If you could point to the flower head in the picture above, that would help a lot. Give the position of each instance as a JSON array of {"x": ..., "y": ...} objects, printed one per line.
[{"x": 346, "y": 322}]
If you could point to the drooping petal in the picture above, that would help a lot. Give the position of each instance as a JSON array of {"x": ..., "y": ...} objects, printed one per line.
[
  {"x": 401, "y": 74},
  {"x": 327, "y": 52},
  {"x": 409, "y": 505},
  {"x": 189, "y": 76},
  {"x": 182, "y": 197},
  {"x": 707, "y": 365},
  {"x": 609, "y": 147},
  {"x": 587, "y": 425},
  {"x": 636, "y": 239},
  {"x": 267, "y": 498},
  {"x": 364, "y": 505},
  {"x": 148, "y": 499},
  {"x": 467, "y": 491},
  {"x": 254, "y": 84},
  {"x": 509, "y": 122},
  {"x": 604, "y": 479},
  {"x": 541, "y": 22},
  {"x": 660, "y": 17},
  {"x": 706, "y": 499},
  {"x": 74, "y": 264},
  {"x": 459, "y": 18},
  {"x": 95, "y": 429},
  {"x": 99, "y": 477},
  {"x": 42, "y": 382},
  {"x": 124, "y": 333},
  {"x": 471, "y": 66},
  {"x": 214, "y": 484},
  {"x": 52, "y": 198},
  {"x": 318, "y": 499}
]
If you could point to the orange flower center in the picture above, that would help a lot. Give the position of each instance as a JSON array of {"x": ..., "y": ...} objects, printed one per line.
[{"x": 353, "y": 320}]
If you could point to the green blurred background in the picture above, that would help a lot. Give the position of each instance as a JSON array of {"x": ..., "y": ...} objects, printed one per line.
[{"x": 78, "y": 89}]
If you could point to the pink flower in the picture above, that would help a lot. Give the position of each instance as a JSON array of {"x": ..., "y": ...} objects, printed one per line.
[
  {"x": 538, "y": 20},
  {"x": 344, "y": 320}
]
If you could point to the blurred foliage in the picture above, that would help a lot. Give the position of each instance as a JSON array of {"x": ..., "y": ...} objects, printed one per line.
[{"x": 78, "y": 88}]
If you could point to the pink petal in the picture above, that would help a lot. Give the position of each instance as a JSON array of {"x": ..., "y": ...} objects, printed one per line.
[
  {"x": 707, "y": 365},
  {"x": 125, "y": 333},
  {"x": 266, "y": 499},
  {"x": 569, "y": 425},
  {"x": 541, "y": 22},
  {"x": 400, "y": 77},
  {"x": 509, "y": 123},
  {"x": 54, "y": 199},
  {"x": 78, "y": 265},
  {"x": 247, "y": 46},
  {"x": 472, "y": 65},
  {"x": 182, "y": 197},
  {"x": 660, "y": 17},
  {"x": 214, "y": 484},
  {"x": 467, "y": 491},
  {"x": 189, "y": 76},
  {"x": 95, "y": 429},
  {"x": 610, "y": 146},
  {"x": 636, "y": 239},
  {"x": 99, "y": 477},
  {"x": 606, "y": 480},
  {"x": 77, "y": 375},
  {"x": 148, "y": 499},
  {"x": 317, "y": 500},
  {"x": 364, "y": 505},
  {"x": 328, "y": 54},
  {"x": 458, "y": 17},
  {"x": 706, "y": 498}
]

**DIRECTIONS FOR THIS TASK**
Quote the listing in full, please, keeping every line exact.

**ANSWER**
If you could point to the flower head in the picture above, that would help a lot. Give the position of each instance as a JSON array of {"x": ..., "y": ...} objects, printed one per line.
[{"x": 346, "y": 322}]
If you could point to the drooping petal in the picture above, that would help a lot. Give the position of each instance as a JSON array of {"x": ..., "y": ...} objects, printed one per line.
[
  {"x": 401, "y": 74},
  {"x": 327, "y": 52},
  {"x": 409, "y": 505},
  {"x": 189, "y": 76},
  {"x": 182, "y": 197},
  {"x": 707, "y": 365},
  {"x": 609, "y": 147},
  {"x": 587, "y": 425},
  {"x": 636, "y": 239},
  {"x": 267, "y": 498},
  {"x": 364, "y": 505},
  {"x": 148, "y": 499},
  {"x": 467, "y": 491},
  {"x": 254, "y": 84},
  {"x": 509, "y": 122},
  {"x": 604, "y": 479},
  {"x": 541, "y": 22},
  {"x": 660, "y": 17},
  {"x": 706, "y": 499},
  {"x": 74, "y": 264},
  {"x": 459, "y": 18},
  {"x": 95, "y": 429},
  {"x": 99, "y": 477},
  {"x": 42, "y": 382},
  {"x": 124, "y": 333},
  {"x": 471, "y": 66},
  {"x": 214, "y": 484},
  {"x": 52, "y": 198},
  {"x": 318, "y": 499}
]
If you could point to the orange flower center in the picture above, that would help a lot. Give the position of each instance as a JSON array of {"x": ..., "y": ...} objects, printed one per line.
[{"x": 353, "y": 320}]
If you could point to the green blurred background in the picture above, that would help a lot. Give the position of each instance as a JSON array of {"x": ..., "y": ...} objects, printed one per line.
[{"x": 78, "y": 89}]
If you could point to the pink flower in the picture above, that would help a lot. Give the position of each instance as a JSON array of {"x": ..., "y": ...} objects, printed one per line.
[
  {"x": 538, "y": 20},
  {"x": 344, "y": 320}
]
If you could point to the blurred foliage in the picture above, that would help a lot. Give the position of each instance as a JSON array of {"x": ..., "y": ...} objects, printed one per line.
[{"x": 78, "y": 88}]
If you could point to the pink petal in the picture above, that would help a lot. Give the position of each instance as a JSON array of {"x": ..., "y": ...} objects, printed one per line.
[
  {"x": 707, "y": 365},
  {"x": 125, "y": 333},
  {"x": 266, "y": 499},
  {"x": 569, "y": 425},
  {"x": 541, "y": 22},
  {"x": 400, "y": 77},
  {"x": 509, "y": 123},
  {"x": 54, "y": 199},
  {"x": 78, "y": 265},
  {"x": 247, "y": 46},
  {"x": 472, "y": 65},
  {"x": 182, "y": 197},
  {"x": 660, "y": 17},
  {"x": 214, "y": 484},
  {"x": 467, "y": 491},
  {"x": 189, "y": 76},
  {"x": 95, "y": 429},
  {"x": 610, "y": 146},
  {"x": 636, "y": 239},
  {"x": 99, "y": 477},
  {"x": 606, "y": 480},
  {"x": 77, "y": 375},
  {"x": 148, "y": 499},
  {"x": 317, "y": 500},
  {"x": 364, "y": 505},
  {"x": 328, "y": 54},
  {"x": 458, "y": 17},
  {"x": 706, "y": 498}
]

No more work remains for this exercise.